* **STORED RECORDS**:

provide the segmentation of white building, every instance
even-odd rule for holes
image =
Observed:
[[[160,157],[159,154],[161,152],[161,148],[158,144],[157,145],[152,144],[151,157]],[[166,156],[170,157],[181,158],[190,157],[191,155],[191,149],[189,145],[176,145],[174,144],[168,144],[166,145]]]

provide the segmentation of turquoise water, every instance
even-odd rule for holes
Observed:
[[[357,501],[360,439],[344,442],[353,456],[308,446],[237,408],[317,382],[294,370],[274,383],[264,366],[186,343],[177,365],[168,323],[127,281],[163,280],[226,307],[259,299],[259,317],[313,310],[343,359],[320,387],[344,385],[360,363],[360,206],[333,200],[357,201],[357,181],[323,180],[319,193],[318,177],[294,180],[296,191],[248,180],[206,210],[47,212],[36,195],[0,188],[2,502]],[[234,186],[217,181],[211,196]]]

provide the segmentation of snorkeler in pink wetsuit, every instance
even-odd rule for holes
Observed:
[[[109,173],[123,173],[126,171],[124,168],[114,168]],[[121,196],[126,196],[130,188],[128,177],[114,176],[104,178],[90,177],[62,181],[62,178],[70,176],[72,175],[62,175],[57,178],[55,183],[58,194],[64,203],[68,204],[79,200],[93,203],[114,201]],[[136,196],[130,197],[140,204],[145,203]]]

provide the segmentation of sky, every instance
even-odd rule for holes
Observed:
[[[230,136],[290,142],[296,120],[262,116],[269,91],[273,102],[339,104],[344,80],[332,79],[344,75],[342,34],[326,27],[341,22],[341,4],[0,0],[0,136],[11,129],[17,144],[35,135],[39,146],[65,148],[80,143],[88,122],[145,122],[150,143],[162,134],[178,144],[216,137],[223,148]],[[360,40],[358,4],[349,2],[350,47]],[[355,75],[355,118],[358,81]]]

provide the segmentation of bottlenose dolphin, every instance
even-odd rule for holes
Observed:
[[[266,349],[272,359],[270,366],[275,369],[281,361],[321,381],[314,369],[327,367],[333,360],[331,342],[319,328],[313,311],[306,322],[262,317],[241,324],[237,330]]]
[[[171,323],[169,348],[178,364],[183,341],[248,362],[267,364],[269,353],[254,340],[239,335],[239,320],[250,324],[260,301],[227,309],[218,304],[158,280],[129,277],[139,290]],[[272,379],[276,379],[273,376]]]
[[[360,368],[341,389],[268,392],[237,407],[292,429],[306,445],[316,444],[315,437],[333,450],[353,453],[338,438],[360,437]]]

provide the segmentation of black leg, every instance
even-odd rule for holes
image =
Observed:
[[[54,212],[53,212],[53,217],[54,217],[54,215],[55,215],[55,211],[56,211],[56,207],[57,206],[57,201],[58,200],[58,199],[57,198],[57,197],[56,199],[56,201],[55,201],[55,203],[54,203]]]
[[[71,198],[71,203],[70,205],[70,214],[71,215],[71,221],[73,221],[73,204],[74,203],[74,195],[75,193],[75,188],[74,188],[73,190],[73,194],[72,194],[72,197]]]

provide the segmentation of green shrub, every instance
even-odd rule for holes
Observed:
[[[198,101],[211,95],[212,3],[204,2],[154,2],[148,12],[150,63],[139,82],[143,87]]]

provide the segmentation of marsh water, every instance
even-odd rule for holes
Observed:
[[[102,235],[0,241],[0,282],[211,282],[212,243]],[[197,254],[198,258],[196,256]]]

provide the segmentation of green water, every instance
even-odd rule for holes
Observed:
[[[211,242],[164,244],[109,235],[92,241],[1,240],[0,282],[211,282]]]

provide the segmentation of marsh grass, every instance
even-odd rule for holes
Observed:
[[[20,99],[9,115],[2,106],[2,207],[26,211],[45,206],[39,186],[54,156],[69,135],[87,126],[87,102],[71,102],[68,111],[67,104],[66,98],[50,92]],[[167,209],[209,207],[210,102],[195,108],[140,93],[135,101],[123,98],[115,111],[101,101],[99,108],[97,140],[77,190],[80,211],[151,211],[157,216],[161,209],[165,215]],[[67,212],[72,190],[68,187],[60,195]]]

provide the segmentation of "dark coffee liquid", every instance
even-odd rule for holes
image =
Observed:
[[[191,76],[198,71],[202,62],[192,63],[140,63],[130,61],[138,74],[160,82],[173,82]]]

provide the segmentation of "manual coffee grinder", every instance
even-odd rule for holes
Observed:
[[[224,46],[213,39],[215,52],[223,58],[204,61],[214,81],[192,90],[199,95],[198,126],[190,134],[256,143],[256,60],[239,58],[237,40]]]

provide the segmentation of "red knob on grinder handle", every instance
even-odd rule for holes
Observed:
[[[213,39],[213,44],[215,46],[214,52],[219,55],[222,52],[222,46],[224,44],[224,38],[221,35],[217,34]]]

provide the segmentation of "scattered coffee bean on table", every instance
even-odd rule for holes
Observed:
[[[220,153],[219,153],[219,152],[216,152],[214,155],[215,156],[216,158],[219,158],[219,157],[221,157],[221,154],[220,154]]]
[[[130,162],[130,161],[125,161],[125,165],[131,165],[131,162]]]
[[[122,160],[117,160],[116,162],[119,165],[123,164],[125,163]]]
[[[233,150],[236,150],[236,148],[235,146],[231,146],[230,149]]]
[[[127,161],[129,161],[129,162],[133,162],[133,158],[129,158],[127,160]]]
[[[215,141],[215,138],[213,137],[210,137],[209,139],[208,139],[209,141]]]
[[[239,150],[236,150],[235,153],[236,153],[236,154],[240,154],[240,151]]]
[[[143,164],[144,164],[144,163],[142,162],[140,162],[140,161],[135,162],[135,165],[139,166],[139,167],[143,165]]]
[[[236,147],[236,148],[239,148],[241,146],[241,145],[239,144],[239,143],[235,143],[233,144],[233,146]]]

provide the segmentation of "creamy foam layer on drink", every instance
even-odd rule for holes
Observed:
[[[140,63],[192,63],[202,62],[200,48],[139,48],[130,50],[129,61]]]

* **TASK BRIEF**: Pick out every line in the items above that contains the word "green", and copy each one as it appears.

* **RESULT FOR THIS EXERCISE**:
provide the segmentation of green shrub, every instance
provide the segmentation of green water, every instance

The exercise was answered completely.